TO BE DONE -
1 > List every storage provider type the BFS readme below names as currently supported, leaving out any marked as not yet available.
2 > According to the BFS readme below, roughly what share of system memory does BFS use for Reed-Solomon encoding?

DOCUMENT EXCERPT -
::::::::

Backup File System — distributed backup with Reed-Solomon erasure coding

Readme

BFS — Backup File System

Distributed backup CLI tool for Node.js. Packs a directory into a binary blob, compresses it with deflate, optionally encrypts with AES-256-GCM, splits using Reed-Solomon erasure coding, and distributes shards across multiple storage providers. Any N of N+K shards can reconstruct the original data — losing up to K providers does not cause data loss.

bfs init photos
bfs push
bfs pull

Features

  • Reed-Solomon erasure coding — configurable N data + K parity shards
  • Deflate compression — on by default; the whole backup is packed into a single deflate-compressed ZIP. At bfs init a directory scan suggests whether to enable it, defaulting to off when the data is mostly already-compressed (images, video, archives). Override per push with --compress / --no-compress
  • AES-256-GCM encryption — on by default (opt out with bfs init --no-enc), Argon2id key derivation
  • Provider-agnostic — local disk, USB drives, network mounts, FTP/FTPS (SSH — coming soon)
  • Versioned backups — by default every push creates a new numbered version; can be configured to overwrite the current version instead
  • Self-describing shards — each shard contains the full location map; one shard is enough to discover the rest
  • Resilient pushes — when a provider fails mid-push, BFS finishes with the rest and records which targets failed; retry just those without re-uploading the whole backup
  • Disaster recovery — rebuild .bfs/ config from a single shard when everything else is lost
  • Interactive REPL — run bfs without arguments for a guided prompt
  • CI/cron support — all commands support non-interactive flags

Requirements

  • Node.js >= 24
  • Minimum 4 GB RAM (BFS uses ~25% of system memory for Reed-Solomon encoding)

::::::::

RECORDED DATA -

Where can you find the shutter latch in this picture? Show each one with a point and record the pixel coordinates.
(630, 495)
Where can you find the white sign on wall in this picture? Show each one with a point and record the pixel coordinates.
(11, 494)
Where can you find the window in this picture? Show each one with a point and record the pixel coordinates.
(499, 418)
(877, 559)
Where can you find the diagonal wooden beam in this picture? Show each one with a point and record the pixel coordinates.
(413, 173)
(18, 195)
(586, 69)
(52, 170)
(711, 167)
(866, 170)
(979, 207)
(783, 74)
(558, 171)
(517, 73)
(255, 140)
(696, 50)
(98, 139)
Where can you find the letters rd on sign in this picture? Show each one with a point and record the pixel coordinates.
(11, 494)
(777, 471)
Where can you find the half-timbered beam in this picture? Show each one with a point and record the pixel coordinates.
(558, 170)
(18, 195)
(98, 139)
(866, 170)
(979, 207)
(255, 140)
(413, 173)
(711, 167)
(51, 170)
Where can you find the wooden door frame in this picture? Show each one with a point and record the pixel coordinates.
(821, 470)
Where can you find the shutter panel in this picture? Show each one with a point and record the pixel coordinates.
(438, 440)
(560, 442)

::::::::

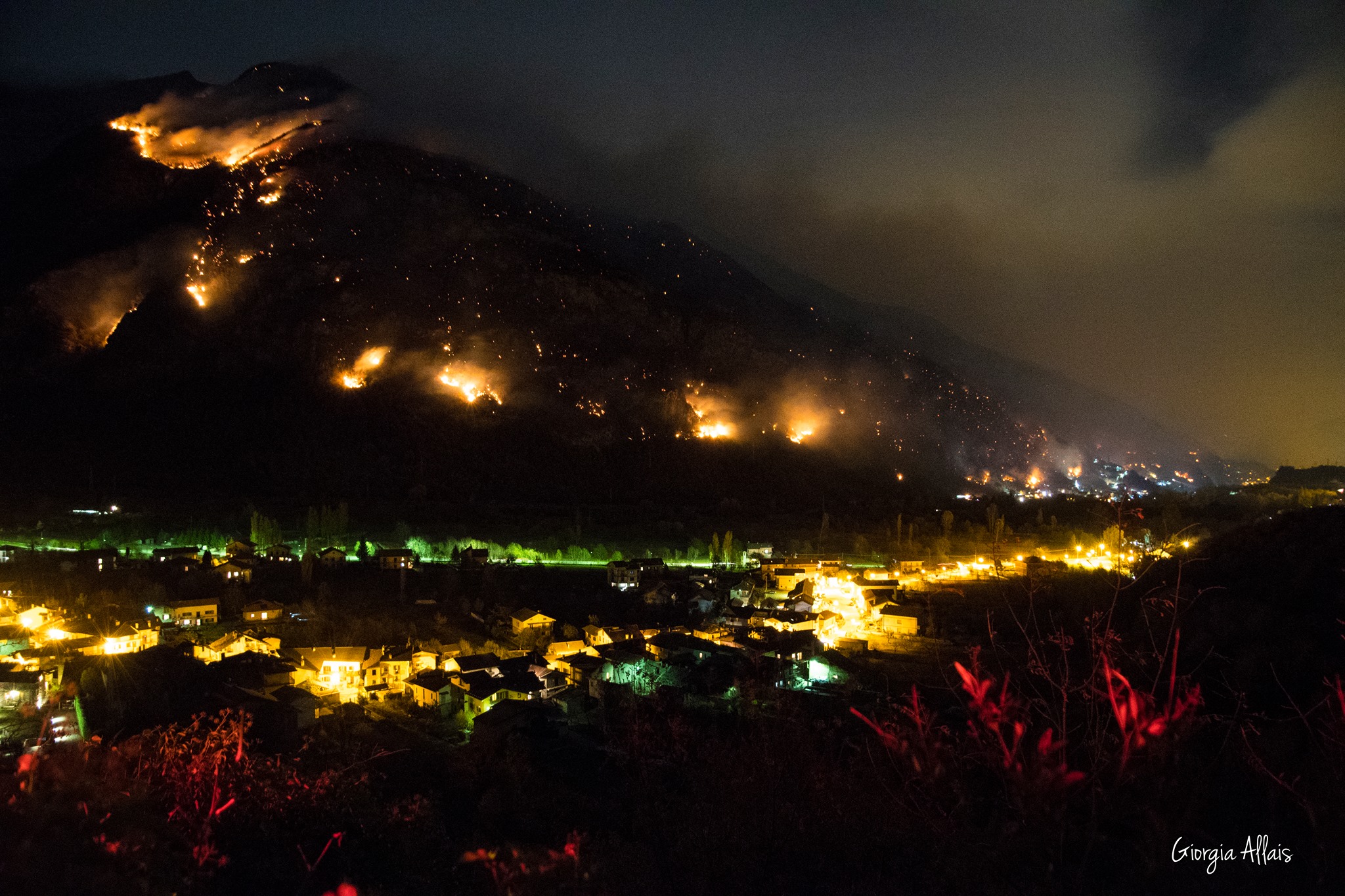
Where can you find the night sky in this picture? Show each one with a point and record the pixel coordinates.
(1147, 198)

::::::::

RESULTS BY TASK -
1 >
- Local disk
- USB drives
- Network mounts
- FTP/FTPS

2 > About 25% of system memory.